Stored data
————————

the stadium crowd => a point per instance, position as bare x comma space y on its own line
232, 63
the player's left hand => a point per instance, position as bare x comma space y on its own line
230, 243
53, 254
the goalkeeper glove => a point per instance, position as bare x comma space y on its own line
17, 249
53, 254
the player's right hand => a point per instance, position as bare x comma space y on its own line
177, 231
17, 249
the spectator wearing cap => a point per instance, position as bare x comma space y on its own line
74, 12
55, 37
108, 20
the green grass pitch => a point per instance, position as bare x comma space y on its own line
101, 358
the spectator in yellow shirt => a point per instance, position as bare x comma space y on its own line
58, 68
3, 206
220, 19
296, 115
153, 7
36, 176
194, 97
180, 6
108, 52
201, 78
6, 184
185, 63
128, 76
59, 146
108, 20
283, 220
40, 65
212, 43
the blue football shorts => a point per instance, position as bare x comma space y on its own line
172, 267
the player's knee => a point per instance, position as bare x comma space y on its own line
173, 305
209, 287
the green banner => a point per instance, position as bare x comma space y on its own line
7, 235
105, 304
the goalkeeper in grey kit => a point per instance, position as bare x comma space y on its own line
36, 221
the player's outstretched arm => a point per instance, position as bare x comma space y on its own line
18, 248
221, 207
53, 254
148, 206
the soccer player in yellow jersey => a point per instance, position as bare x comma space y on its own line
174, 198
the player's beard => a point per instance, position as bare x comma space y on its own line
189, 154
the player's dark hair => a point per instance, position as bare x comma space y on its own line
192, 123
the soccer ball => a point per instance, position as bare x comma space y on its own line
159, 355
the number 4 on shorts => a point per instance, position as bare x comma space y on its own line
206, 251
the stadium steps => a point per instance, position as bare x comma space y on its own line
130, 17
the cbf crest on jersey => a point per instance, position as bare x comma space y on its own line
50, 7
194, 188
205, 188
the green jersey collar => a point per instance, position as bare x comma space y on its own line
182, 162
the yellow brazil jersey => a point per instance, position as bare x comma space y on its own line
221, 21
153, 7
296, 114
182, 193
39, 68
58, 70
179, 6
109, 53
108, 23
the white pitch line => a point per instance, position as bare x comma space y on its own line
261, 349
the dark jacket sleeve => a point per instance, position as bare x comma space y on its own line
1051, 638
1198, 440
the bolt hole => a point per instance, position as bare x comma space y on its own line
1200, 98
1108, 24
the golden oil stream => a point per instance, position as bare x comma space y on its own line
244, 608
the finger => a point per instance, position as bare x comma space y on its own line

————————

Work request
All the lines above must be output exactly, with none omitted.

Output for this task
the stadium crowd => a point per instance, position as bare x comma space y on its own line
232, 63
the player's left hand => a point per instance, position as bare x comma space y on its own line
230, 243
53, 254
the goalkeeper glove => a point per instance, position as bare x comma space y on its own line
17, 249
53, 254
the player's right hand => a point per instance, position as bare x comma space y on its own line
177, 231
17, 249
the spectator wearing cap => a point per instance, position as bare x comma space y on its own line
74, 12
55, 37
108, 20
the green grass pitch => a point per instance, position as bare x comma space y on its own line
101, 358
the spectator in yellow shirt => a point per instance, position as bare x comma space y on its own line
58, 68
3, 206
220, 19
296, 115
153, 7
36, 176
194, 97
180, 6
108, 52
201, 78
6, 184
185, 63
128, 76
59, 146
108, 20
283, 220
40, 65
212, 43
the blue football shorts => a point per instance, position as bare x comma space y on its own line
172, 267
the player's knee => a point per instance, position as bare x comma space y on its own line
173, 305
209, 287
the green banner => a point per instance, position as bare x comma space y on its own line
7, 235
105, 304
the goalkeeper in grey kit => a point per instance, position as bare x comma space y on its own line
36, 221
the player's outstretched arm => a point per instance, position as bare x comma space y on its own line
18, 248
221, 207
53, 254
148, 206
the soccer player in yellow jersey => a point per instance, position as bare x comma space y on its own line
174, 198
the player's beard => a point per instance, position as bare x comma space y on its own line
189, 154
the player's dark hair => a point per instance, position as bare x comma space y on its own line
192, 123
the soccer ball => a point per instance, position as bare x comma space y on its own line
159, 355
the number 4 on shorts => a point per instance, position as bare x comma space y on its own line
206, 251
the stadium steps => a point per instance, position as bare x comma space y on its own line
130, 17
the cbf crest on jersey => a point per instance, position as bare x comma space y on its own line
50, 7
194, 188
205, 188
the green jersey collar => a point per instance, position as bare x comma space y on its own line
182, 162
the yellow brazil jersey => a point per instance, position as bare x comma space y on its own line
221, 21
153, 7
296, 114
182, 193
39, 68
58, 70
179, 6
109, 53
108, 23
the white pitch line => a point per instance, position as bare x comma space y on its own line
261, 349
the dark jacket sleeve => a point per instance, position as bare x comma space y on its own line
1051, 638
1198, 440
the bolt hole => a point per instance, position as bare x comma space y on its own line
1200, 98
1108, 24
the golden oil stream => a point per instance, position as bare x comma space y on its own line
244, 608
the finger => a point per instance, position as bare x comma space y on its own line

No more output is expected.